[Required task] Can you put the records below into a Markdown table with the columns Row and Text, one numbered row per line, skipping blank lines? Leave the pictures out of the answer.

Entries taken from a collection:
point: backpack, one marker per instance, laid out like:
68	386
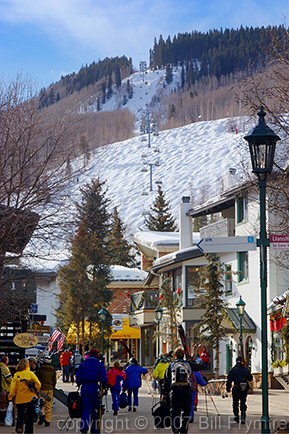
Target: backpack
180	373
161	413
74	405
244	385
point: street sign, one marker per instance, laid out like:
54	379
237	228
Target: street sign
279	242
227	244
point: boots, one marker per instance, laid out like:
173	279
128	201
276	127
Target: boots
41	420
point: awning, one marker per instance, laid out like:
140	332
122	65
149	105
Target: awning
248	324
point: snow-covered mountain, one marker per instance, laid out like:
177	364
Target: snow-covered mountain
191	160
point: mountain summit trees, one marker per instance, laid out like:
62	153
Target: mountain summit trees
160	218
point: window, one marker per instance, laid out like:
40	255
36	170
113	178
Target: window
243	267
193	289
177	279
242	209
228	280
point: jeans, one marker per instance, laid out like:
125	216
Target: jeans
25	415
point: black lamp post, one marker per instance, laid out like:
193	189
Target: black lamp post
262	143
158	317
241	310
102	314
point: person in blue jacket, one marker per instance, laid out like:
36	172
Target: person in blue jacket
196	378
133	382
90	375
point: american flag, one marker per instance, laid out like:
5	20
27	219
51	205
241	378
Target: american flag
60	342
55	335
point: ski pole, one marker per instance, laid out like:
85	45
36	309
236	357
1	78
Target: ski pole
206	401
213	402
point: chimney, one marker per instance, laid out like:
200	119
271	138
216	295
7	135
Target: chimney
185	223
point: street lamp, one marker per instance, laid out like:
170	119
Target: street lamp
102	314
241	310
262	143
158	318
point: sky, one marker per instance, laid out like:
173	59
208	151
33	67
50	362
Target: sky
44	39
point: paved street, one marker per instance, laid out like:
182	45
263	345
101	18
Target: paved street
213	415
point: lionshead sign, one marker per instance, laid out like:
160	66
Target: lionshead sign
279	242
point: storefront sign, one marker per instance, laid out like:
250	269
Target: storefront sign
25	340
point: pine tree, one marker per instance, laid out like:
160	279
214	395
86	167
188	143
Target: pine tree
120	248
211	326
81	298
160	219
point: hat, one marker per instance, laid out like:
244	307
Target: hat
94	353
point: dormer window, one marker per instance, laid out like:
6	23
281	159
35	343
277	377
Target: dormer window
242	208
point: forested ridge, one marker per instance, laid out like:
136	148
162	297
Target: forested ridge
217	53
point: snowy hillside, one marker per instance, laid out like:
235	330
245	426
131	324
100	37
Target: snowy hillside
192	160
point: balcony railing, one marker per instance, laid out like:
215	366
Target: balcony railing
144	300
222	228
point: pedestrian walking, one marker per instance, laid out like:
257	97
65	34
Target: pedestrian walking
240	376
159	371
65	365
196	378
178	382
133	382
115	377
24	387
6	376
91	375
47	377
75	362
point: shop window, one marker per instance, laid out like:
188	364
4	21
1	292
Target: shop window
242	209
193	290
228	280
243	266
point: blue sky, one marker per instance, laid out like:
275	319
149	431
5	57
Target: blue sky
43	39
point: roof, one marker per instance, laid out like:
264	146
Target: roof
213	207
248	324
121	273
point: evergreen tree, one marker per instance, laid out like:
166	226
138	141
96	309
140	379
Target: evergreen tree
81	298
213	303
160	219
120	248
169	74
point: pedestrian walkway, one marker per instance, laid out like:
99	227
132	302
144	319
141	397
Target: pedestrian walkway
214	415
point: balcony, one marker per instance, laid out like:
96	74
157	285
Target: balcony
222	228
142	308
143	300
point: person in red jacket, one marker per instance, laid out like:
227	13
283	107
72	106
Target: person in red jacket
115	376
65	365
205	357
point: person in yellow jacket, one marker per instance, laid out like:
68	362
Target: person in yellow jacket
159	371
6	376
24	387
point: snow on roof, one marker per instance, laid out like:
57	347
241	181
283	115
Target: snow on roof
155	239
120	272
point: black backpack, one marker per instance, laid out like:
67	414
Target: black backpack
161	412
74	405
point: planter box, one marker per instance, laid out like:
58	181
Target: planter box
281	370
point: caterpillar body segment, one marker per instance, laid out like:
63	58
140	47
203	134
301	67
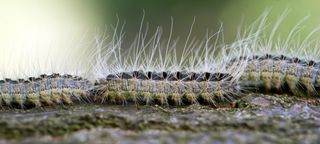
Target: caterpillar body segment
44	90
167	88
282	74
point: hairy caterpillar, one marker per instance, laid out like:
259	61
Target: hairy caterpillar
165	88
44	90
282	74
153	70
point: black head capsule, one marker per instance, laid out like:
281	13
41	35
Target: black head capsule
112	77
173	76
43	76
31	78
14	82
200	77
296	60
2	81
184	76
139	75
21	80
311	63
157	76
126	75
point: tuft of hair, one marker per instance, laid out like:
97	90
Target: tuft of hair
155	70
281	64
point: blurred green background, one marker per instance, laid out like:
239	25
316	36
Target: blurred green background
209	14
33	31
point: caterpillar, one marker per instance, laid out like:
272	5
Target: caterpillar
153	70
165	88
282	74
44	90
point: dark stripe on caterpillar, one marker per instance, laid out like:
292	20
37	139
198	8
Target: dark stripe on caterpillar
44	90
166	88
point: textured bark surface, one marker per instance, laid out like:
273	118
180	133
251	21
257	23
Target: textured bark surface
254	118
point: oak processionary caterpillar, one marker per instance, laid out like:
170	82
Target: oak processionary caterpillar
206	72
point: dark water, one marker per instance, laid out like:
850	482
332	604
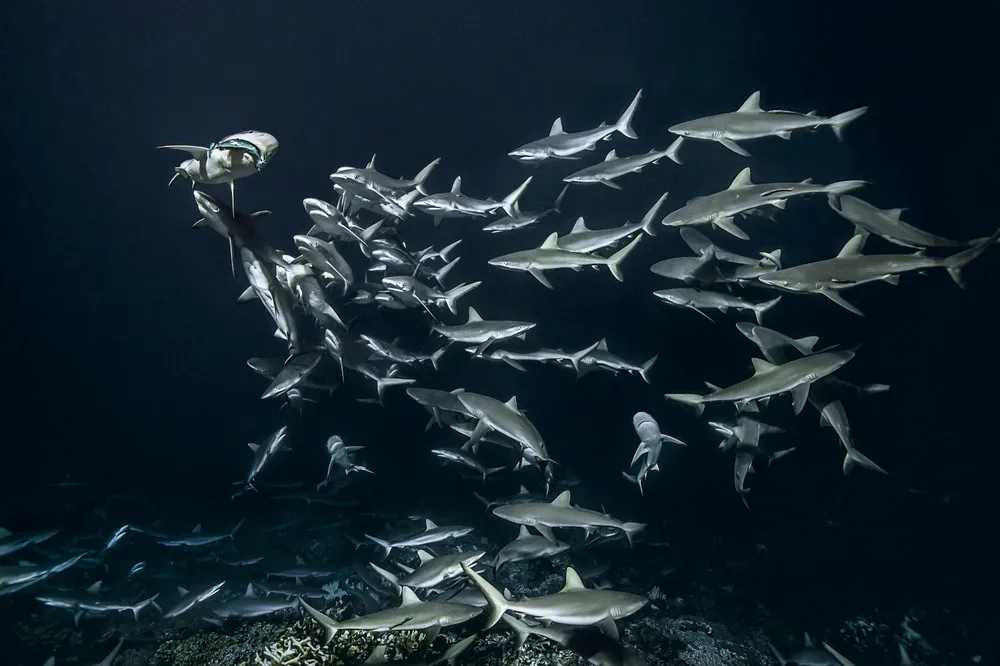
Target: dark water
126	349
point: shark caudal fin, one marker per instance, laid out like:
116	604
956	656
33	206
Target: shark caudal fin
624	124
615	261
842	120
497	605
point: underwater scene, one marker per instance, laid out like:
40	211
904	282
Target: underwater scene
499	334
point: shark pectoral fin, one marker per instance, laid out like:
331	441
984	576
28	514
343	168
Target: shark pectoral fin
799	396
484	346
540	276
546	532
729	226
839	300
608	628
733	146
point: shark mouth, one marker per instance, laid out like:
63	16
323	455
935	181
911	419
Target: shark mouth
259	161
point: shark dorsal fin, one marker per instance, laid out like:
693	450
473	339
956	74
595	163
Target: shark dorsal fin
742	179
752	104
853	247
409	598
562	499
573	581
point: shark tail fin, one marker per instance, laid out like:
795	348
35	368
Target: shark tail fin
690	399
615	261
421	177
673	150
646	367
442	272
497	605
842	120
624	124
631	529
451	297
855	458
764	307
956	262
509	203
385	544
329	626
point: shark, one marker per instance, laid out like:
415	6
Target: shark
742	196
568	145
477	331
851	268
750	121
613	166
227	160
550	257
793	377
411	614
573	605
544	516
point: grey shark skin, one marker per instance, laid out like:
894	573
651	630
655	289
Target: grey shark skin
264	454
886	223
774	346
550	257
560	144
544	516
478	331
850	269
650	445
11	543
233	157
191	599
750	121
794	377
431	534
742	196
454	204
464	459
505	418
528	546
573	605
411	614
614	167
696	299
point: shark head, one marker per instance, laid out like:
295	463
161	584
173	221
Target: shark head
528	153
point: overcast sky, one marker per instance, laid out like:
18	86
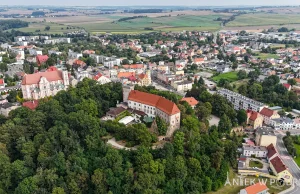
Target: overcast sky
149	2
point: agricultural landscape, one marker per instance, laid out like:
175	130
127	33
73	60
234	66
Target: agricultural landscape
119	21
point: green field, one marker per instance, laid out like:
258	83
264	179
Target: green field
230	76
263	19
174	23
54	28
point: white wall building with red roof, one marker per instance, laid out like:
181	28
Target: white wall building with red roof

[Written solution]
| Row | Text |
|---|---|
| 1 | point: backpack, one marker per instance, laid out like: |
| 2 | 68	386 |
| 3 | Target: backpack |
| 4 | 180	373 |
| 5 | 161	413 |
| 6 | 74	405 |
| 7 | 244	385 |
| 8 | point: street sign, one marker per instance, laid out like: |
| 9 | 54	379 |
| 10 | 237	228 |
| 11 | Target: street sign |
| 12 | 279	242 |
| 13 | 227	244 |
| 14 | point: boots, one marker per instance, laid out like: |
| 15 | 173	279 |
| 16 | 128	201 |
| 17 | 276	127 |
| 18 | Target: boots |
| 19 | 41	420 |
| 20 | point: awning, one marker per instance, laid out like: |
| 21 | 140	332 |
| 22 | 122	65 |
| 23 | 149	105 |
| 24 | Target: awning |
| 25 | 248	324 |
| 26 | point: snow-covered mountain, one marker per instance, laid out like: |
| 27 | 177	364 |
| 28 | Target: snow-covered mountain |
| 29 | 191	160 |
| 30 | point: mountain summit trees, one marker per instance, laid out like: |
| 31 | 62	153 |
| 32 | Target: mountain summit trees |
| 33 | 160	218 |
| 34 | point: window, one marker per instance, laid out like: |
| 35 | 40	255 |
| 36 | 36	170 |
| 37 | 113	178 |
| 38 | Target: window |
| 39 | 243	267 |
| 40 | 193	289 |
| 41 | 177	279 |
| 42 | 242	209 |
| 43 | 228	280 |
| 44 | point: jeans, one marker per instance, laid out like: |
| 45 | 125	216 |
| 46 | Target: jeans |
| 47 | 25	415 |
| 48 | point: black lamp post, one marker per instance, laid out like: |
| 49 | 193	189 |
| 50 | Target: black lamp post |
| 51 | 262	143 |
| 52 | 158	317 |
| 53 | 241	310 |
| 54 | 102	314 |
| 55 | point: person in blue jacket, one marker per instance, laid out like: |
| 56 | 36	172 |
| 57 | Target: person in blue jacket |
| 58 | 196	378 |
| 59 | 133	382 |
| 60 | 90	375 |
| 61 | point: american flag, one marker per instance, laid out like: |
| 62 | 5	20 |
| 63 | 27	219 |
| 64 | 51	205 |
| 65 | 241	378 |
| 66 | Target: american flag |
| 67 | 60	342 |
| 68 | 55	335 |
| 69 | point: ski pole, one marker per instance, laid out like: |
| 70 | 85	45 |
| 71 | 36	309 |
| 72 | 236	357 |
| 73 | 1	78 |
| 74 | Target: ski pole |
| 75 | 206	401 |
| 76 | 213	402 |
| 77 | point: chimney, one marker per instance, laid out like: |
| 78 | 200	119 |
| 79 | 271	138 |
| 80 | 216	295 |
| 81 | 7	135 |
| 82 | Target: chimney |
| 83 | 185	223 |
| 84 | point: street lamp, one marker per instance, laid out like: |
| 85 | 170	119 |
| 86 | Target: street lamp |
| 87 | 102	314 |
| 88 | 241	310 |
| 89 | 262	143 |
| 90 | 158	318 |
| 91 | point: sky, one marker per instance, laid out like: |
| 92 | 173	59 |
| 93 | 208	151 |
| 94 | 33	67 |
| 95 | 50	362 |
| 96 | Target: sky |
| 97 | 44	39 |
| 98 | point: paved street, one marker per instance, laid out like: |
| 99 | 182	45 |
| 100 | 263	345 |
| 101 | 101	18 |
| 102 | Target: paved street |
| 103 | 213	415 |
| 104 | point: lionshead sign, one marker per instance, laid out like: |
| 105 | 160	66 |
| 106 | Target: lionshead sign |
| 107 | 279	242 |
| 108 | point: storefront sign, one marker per instance, laid out like: |
| 109 | 250	269 |
| 110 | Target: storefront sign |
| 111 | 25	340 |
| 112 | point: pine tree, one marker per instance, laid out like: |
| 113 | 160	279 |
| 114 | 214	395 |
| 115 | 86	167 |
| 116 | 188	143 |
| 117 | Target: pine tree |
| 118 | 120	248 |
| 119 | 211	326 |
| 120 | 81	298 |
| 121 | 160	219 |
| 122 | point: hat, one marker per instance, laid out like: |
| 123 | 244	307 |
| 124 | Target: hat |
| 125 | 94	353 |
| 126 | point: dormer window, one marker per instance, laid out like: |
| 127 | 6	23 |
| 128 | 281	159 |
| 129 | 35	343 |
| 130 | 277	377 |
| 131 | Target: dormer window |
| 132 | 242	208 |
| 133 | point: forested ridge, one marker per instance, laid out like: |
| 134 | 136	148 |
| 135 | 162	297 |
| 136 | Target: forested ridge |
| 137 | 217	53 |
| 138 | point: snowy hillside, one marker per instance, laid out like: |
| 139 | 235	330 |
| 140 | 245	426 |
| 141 | 131	324 |
| 142 | 100	37 |
| 143 | Target: snowy hillside |
| 144 | 192	160 |
| 145 | point: balcony railing, one marker per instance, laid out like: |
| 146 | 215	366 |
| 147 | Target: balcony railing |
| 148 | 144	300 |
| 149 | 222	228 |
| 150 | point: pedestrian walking, one marker per instance, laid out like: |
| 151 | 257	97 |
| 152 | 65	34 |
| 153 | Target: pedestrian walking |
| 154 | 240	376 |
| 155 | 159	371 |
| 156 | 65	365 |
| 157 | 196	378 |
| 158 | 178	382 |
| 159 | 133	382 |
| 160 | 115	377 |
| 161 | 24	387 |
| 162 | 6	376 |
| 163 | 91	375 |
| 164 | 47	377 |
| 165 | 75	362 |
| 166 | point: shop window, one marker per instance, laid out like: |
| 167 | 188	364 |
| 168 | 4	21 |
| 169 | 1	292 |
| 170 | Target: shop window |
| 171 | 242	209 |
| 172 | 193	290 |
| 173 | 228	280 |
| 174 | 243	266 |
| 175 | point: blue sky, one marker per instance, laid out like: |
| 176 | 275	319 |
| 177 | 149	431 |
| 178 | 5	57 |
| 179 | Target: blue sky |
| 180 | 43	39 |
| 181 | point: roof, one marker per instance, laid out like: |
| 182 | 264	146 |
| 183 | Target: roof |
| 184 | 213	207 |
| 185 | 248	324 |
| 186 | 121	273 |
| 187 | point: evergreen tree, one marker per instance, laid out like: |
| 188 | 166	226 |
| 189 | 138	141 |
| 190 | 96	309 |
| 191 | 140	379 |
| 192 | Target: evergreen tree |
| 193 | 81	298 |
| 194 | 213	303 |
| 195 | 160	219 |
| 196 | 120	248 |
| 197 | 169	74 |
| 198 | point: pedestrian walkway, one marker per instance, laid out like: |
| 199 | 99	227 |
| 200 | 132	302 |
| 201 | 144	319 |
| 202 | 141	397 |
| 203 | Target: pedestrian walkway |
| 204 | 214	415 |
| 205 | point: balcony, one marker per instance, laid out like: |
| 206 | 96	74 |
| 207 | 157	285 |
| 208 | Target: balcony |
| 209 | 222	228 |
| 210 | 142	308 |
| 211 | 143	300 |
| 212 | point: person in red jacket, one marker per instance, laid out like: |
| 213 | 227	13 |
| 214 | 283	107 |
| 215 | 72	106 |
| 216 | Target: person in red jacket |
| 217 | 115	376 |
| 218 | 65	365 |
| 219 | 205	357 |
| 220 | point: person in yellow jacket, one marker per instance, laid out like: |
| 221 | 68	362 |
| 222 | Target: person in yellow jacket |
| 223 | 159	371 |
| 224 | 6	376 |
| 225 | 24	387 |
| 226 | point: snow on roof, one marker per instance, laid out like: |
| 227 | 57	347 |
| 228 | 241	181 |
| 229 | 283	115 |
| 230 | Target: snow on roof |
| 231 | 155	239 |
| 232 | 120	272 |
| 233 | point: black backpack, one marker per instance, laid out like: |
| 234 | 67	414 |
| 235 | Target: black backpack |
| 236 | 161	412 |
| 237 | 74	405 |
| 238 | point: planter box, one marker per instance, laid out like: |
| 239 | 58	181 |
| 240 | Target: planter box |
| 241 | 281	370 |
| 242 | point: caterpillar body segment, one marker per instance, laid out like: |
| 243 | 63	58 |
| 244 | 140	47 |
| 245 | 203	134 |
| 246 | 301	67 |
| 247 | Target: caterpillar body segment |
| 248 | 44	90 |
| 249 | 167	88 |
| 250 | 282	74 |
| 251 | point: hairy caterpillar, one marker per instance, laid out like: |
| 252 | 259	61 |
| 253 | Target: hairy caterpillar |
| 254 | 165	88 |
| 255 | 44	90 |
| 256 | 282	74 |
| 257 | 153	70 |
| 258 | point: black head capsule, one marker per instance, laid out like: |
| 259 | 281	13 |
| 260 | 41	35 |
| 261 | Target: black head capsule |
| 262 | 112	77 |
| 263 | 173	76 |
| 264 | 43	76 |
| 265 | 31	78 |
| 266 | 14	82 |
| 267 | 200	77 |
| 268 | 296	60 |
| 269 | 2	81 |
| 270 | 184	76 |
| 271 | 139	75 |
| 272 | 21	80 |
| 273 | 311	63 |
| 274 | 157	76 |
| 275 | 126	75 |
| 276 | point: tuft of hair, one marker per instance, laid out like: |
| 277 | 97	90 |
| 278 | Target: tuft of hair |
| 279 | 155	70 |
| 280 | 281	64 |
| 281 | point: blurred green background, one marker per instance, laid out like: |
| 282 | 239	25 |
| 283 | 316	36 |
| 284 | Target: blurred green background |
| 285 | 209	14 |
| 286 | 33	31 |
| 287 | point: caterpillar, one marker per instance, laid out like: |
| 288 | 272	5 |
| 289 | Target: caterpillar |
| 290 | 153	70 |
| 291 | 165	88 |
| 292 | 282	74 |
| 293 | 44	90 |
| 294 | point: dark stripe on caterpillar, one marker per instance, laid out like: |
| 295 | 292	20 |
| 296 | 37	139 |
| 297 | 198	8 |
| 298 | Target: dark stripe on caterpillar |
| 299 | 44	90 |
| 300 | 166	88 |
| 301 | point: textured bark surface, one marker per instance, laid out like: |
| 302 | 273	118 |
| 303 | 180	133 |
| 304 | 251	21 |
| 305 | 257	23 |
| 306 | Target: textured bark surface |
| 307 | 254	118 |
| 308 | point: oak processionary caterpillar, one marker per instance, laid out like: |
| 309 | 170	82 |
| 310 | Target: oak processionary caterpillar |
| 311 | 206	72 |
| 312 | point: dark water, one marker per instance, laid out like: |
| 313 | 850	482 |
| 314 | 332	604 |
| 315 | Target: dark water |
| 316 | 126	349 |
| 317 | point: shark caudal fin, one marker per instance, laid out like: |
| 318 | 116	604 |
| 319 | 956	656 |
| 320 | 33	206 |
| 321 | Target: shark caudal fin |
| 322 | 624	124 |
| 323 | 615	261 |
| 324 | 842	120 |
| 325 | 497	605 |
| 326 | point: underwater scene, one marker per instance, laid out like: |
| 327 | 40	211 |
| 328 | 904	282 |
| 329 | Target: underwater scene |
| 330 | 499	334 |
| 331 | point: shark pectoral fin, one marker per instance, laid out like: |
| 332 | 331	441 |
| 333 | 984	576 |
| 334 | 28	514 |
| 335 | 343	168 |
| 336 | Target: shark pectoral fin |
| 337 | 799	396 |
| 338 | 484	346 |
| 339 | 540	276 |
| 340 | 546	532 |
| 341 | 729	226 |
| 342 | 839	300 |
| 343 | 608	628 |
| 344 | 733	146 |
| 345 | point: shark mouth, one marker per instance, laid out like: |
| 346 | 63	16 |
| 347 | 323	455 |
| 348 | 935	181 |
| 349 | 911	419 |
| 350 | Target: shark mouth |
| 351 | 259	161 |
| 352 | point: shark dorsal fin, one marker per instance, laid out like: |
| 353 | 693	450 |
| 354 | 473	339 |
| 355 | 956	74 |
| 356 | 595	163 |
| 357 | Target: shark dorsal fin |
| 358 | 742	179 |
| 359 | 752	104 |
| 360 | 853	247 |
| 361 | 409	598 |
| 362 | 562	499 |
| 363 | 573	581 |
| 364 | point: shark tail fin, one marker per instance, laid out like: |
| 365 | 795	348 |
| 366 | 35	368 |
| 367 | Target: shark tail fin |
| 368 | 690	399 |
| 369 | 615	261 |
| 370 | 421	177 |
| 371 | 673	150 |
| 372 | 646	367 |
| 373 | 442	272 |
| 374 | 497	605 |
| 375 | 842	120 |
| 376 | 624	124 |
| 377 | 631	529 |
| 378 | 451	297 |
| 379 | 855	458 |
| 380 | 764	307 |
| 381 | 956	262 |
| 382 | 509	203 |
| 383 | 385	544 |
| 384 | 329	626 |
| 385 | point: shark, one marker per instance, laid out like: |
| 386 | 415	6 |
| 387 | Target: shark |
| 388 | 742	196 |
| 389 | 568	145 |
| 390 | 477	331 |
| 391 | 851	268 |
| 392 | 750	121 |
| 393 | 613	166 |
| 394 | 227	160 |
| 395 | 550	257 |
| 396 | 793	377 |
| 397 | 411	614 |
| 398 | 573	605 |
| 399 | 544	516 |
| 400 | point: grey shark skin, one marker per instance, laid out like: |
| 401 | 894	573 |
| 402 | 651	630 |
| 403 | 655	289 |
| 404 | Target: grey shark skin |
| 405 | 264	454 |
| 406 | 886	223 |
| 407 | 774	346 |
| 408 | 550	257 |
| 409 | 560	144 |
| 410 | 544	516 |
| 411 | 478	331 |
| 412 | 850	269 |
| 413 | 650	445 |
| 414 | 11	543 |
| 415 | 233	157 |
| 416 | 191	599 |
| 417 | 750	121 |
| 418 | 794	377 |
| 419 | 431	534 |
| 420 | 742	196 |
| 421 | 454	204 |
| 422 | 464	459 |
| 423 | 505	418 |
| 424 | 528	546 |
| 425 | 573	605 |
| 426 | 411	614 |
| 427 | 614	167 |
| 428 | 696	299 |
| 429 | point: shark head, one marker per instance, laid out like: |
| 430 | 295	463 |
| 431 | 161	584 |
| 432 | 173	221 |
| 433 | Target: shark head |
| 434 | 528	153 |
| 435 | point: overcast sky, one marker per instance, laid out like: |
| 436 | 18	86 |
| 437 | Target: overcast sky |
| 438 | 149	2 |
| 439 | point: agricultural landscape, one marker per instance, laid out like: |
| 440 | 175	130 |
| 441 | 127	33 |
| 442 | 73	60 |
| 443 | 234	66 |
| 444 | Target: agricultural landscape |
| 445 | 119	21 |
| 446 | point: green field, one marker per instance, laid out like: |
| 447 | 258	83 |
| 448 | 264	179 |
| 449 | Target: green field |
| 450 | 230	76 |
| 451 | 263	19 |
| 452 | 174	23 |
| 453 | 54	28 |
| 454 | point: white wall building with red roof, one marker per instance, laid out like: |
| 455 | 181	28 |
| 456 | Target: white wall building with red roof |